** EXERCISE INPUT follows **
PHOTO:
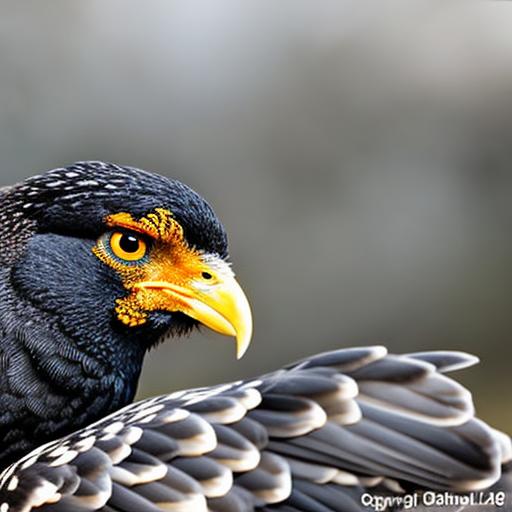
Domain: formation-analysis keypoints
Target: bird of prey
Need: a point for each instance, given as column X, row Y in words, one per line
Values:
column 99, row 263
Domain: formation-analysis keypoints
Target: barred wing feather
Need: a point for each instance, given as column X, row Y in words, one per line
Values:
column 313, row 436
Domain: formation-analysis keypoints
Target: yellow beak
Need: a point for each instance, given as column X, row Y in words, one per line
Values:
column 222, row 306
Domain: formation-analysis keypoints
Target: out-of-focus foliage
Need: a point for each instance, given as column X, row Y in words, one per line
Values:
column 358, row 153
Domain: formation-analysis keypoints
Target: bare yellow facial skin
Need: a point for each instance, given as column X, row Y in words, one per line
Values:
column 161, row 272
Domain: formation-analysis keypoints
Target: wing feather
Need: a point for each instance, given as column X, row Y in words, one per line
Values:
column 310, row 437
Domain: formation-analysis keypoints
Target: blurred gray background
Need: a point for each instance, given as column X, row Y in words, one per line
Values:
column 359, row 154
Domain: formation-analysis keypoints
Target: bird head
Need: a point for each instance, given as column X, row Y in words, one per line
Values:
column 124, row 253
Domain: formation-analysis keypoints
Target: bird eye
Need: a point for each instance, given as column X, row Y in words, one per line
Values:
column 128, row 246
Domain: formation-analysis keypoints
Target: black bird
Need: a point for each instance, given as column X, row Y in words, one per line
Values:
column 99, row 263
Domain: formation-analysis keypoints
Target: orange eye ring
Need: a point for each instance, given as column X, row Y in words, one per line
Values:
column 128, row 247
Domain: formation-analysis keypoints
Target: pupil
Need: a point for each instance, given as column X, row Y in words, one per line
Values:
column 129, row 243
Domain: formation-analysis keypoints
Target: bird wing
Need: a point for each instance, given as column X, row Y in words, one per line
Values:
column 313, row 436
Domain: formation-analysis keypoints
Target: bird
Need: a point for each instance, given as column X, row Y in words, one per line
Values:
column 101, row 262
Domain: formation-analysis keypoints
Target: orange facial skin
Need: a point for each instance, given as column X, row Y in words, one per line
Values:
column 161, row 272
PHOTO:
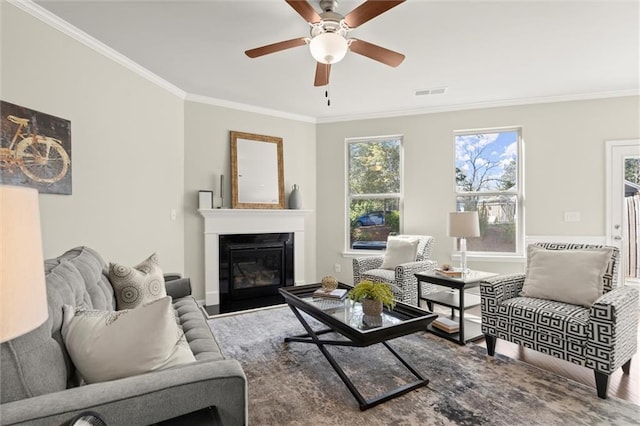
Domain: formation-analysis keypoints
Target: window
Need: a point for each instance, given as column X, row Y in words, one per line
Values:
column 489, row 179
column 374, row 191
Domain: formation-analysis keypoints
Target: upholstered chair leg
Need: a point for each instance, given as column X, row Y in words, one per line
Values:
column 602, row 383
column 491, row 344
column 626, row 367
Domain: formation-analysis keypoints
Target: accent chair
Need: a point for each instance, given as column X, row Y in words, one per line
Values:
column 593, row 326
column 391, row 268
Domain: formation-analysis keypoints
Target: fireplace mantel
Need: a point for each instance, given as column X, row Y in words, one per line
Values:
column 247, row 221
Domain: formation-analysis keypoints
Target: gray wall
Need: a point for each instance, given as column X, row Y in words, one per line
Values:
column 127, row 144
column 140, row 151
column 564, row 163
column 207, row 155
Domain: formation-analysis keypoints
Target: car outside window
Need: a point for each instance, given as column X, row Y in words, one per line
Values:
column 374, row 191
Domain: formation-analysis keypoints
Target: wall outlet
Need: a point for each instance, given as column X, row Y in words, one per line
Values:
column 572, row 216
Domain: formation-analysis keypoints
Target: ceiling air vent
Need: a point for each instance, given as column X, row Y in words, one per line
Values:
column 432, row 91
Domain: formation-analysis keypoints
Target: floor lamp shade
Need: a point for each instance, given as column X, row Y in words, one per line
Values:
column 464, row 224
column 23, row 297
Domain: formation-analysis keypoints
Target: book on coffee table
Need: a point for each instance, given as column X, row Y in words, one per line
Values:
column 337, row 294
column 446, row 324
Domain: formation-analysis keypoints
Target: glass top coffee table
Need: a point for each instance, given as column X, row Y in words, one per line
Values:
column 346, row 318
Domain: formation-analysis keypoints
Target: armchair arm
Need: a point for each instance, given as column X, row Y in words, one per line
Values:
column 143, row 399
column 178, row 288
column 364, row 264
column 500, row 288
column 406, row 282
column 613, row 330
column 493, row 292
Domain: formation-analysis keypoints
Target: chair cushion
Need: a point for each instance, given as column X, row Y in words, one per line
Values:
column 570, row 276
column 400, row 249
column 540, row 317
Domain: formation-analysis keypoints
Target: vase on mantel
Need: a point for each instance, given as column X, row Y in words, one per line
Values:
column 295, row 199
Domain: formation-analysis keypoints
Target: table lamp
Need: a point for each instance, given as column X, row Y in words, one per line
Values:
column 23, row 295
column 463, row 225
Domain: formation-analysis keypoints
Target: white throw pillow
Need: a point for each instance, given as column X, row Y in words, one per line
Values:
column 569, row 276
column 136, row 285
column 399, row 250
column 108, row 345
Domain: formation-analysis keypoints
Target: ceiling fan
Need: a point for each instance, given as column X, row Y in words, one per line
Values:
column 328, row 42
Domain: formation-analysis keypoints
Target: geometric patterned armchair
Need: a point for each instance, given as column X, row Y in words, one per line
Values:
column 602, row 337
column 401, row 277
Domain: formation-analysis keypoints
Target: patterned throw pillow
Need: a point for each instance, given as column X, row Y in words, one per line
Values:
column 136, row 285
column 108, row 345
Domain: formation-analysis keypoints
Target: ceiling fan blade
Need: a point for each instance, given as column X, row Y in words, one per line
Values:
column 322, row 74
column 275, row 47
column 305, row 10
column 369, row 10
column 377, row 53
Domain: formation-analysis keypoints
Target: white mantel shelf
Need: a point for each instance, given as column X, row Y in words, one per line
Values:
column 248, row 221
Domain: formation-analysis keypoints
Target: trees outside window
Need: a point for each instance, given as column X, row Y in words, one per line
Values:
column 374, row 191
column 489, row 180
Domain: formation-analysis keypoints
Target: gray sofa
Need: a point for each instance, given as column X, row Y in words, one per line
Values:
column 38, row 383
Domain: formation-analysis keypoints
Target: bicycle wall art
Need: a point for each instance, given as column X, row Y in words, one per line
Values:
column 35, row 149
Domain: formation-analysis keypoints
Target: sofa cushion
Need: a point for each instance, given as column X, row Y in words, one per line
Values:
column 107, row 345
column 537, row 318
column 136, row 285
column 201, row 341
column 98, row 290
column 36, row 363
column 570, row 276
column 399, row 250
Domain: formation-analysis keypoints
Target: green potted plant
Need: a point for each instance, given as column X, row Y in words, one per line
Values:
column 372, row 296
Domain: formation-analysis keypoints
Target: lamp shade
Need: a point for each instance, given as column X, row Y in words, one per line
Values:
column 328, row 48
column 23, row 296
column 464, row 224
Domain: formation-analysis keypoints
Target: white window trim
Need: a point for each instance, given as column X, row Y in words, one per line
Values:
column 348, row 251
column 519, row 254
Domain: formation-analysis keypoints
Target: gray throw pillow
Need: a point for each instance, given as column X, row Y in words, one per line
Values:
column 139, row 284
column 569, row 276
column 108, row 345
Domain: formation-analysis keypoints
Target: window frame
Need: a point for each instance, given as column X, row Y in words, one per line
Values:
column 519, row 252
column 348, row 197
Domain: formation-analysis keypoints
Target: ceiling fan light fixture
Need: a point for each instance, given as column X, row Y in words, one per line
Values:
column 328, row 47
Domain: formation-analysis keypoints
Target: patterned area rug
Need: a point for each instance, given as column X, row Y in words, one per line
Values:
column 293, row 383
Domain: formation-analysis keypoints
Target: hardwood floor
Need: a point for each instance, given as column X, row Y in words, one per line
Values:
column 622, row 386
column 626, row 387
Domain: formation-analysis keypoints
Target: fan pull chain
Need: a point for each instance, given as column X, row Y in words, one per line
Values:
column 326, row 95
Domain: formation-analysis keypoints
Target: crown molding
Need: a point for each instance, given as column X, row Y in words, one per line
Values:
column 249, row 108
column 75, row 33
column 480, row 105
column 66, row 28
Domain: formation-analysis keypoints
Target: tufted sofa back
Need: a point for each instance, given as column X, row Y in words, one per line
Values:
column 37, row 362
** End of EXERCISE INPUT **
— INSTRUCTIONS FOR THE TASK —
Copy out every line from the data above that has "mantel" in it.

— RESPONSE BOX —
Target: fireplace mantel
Target: vase on mantel
Target: white mantel shelf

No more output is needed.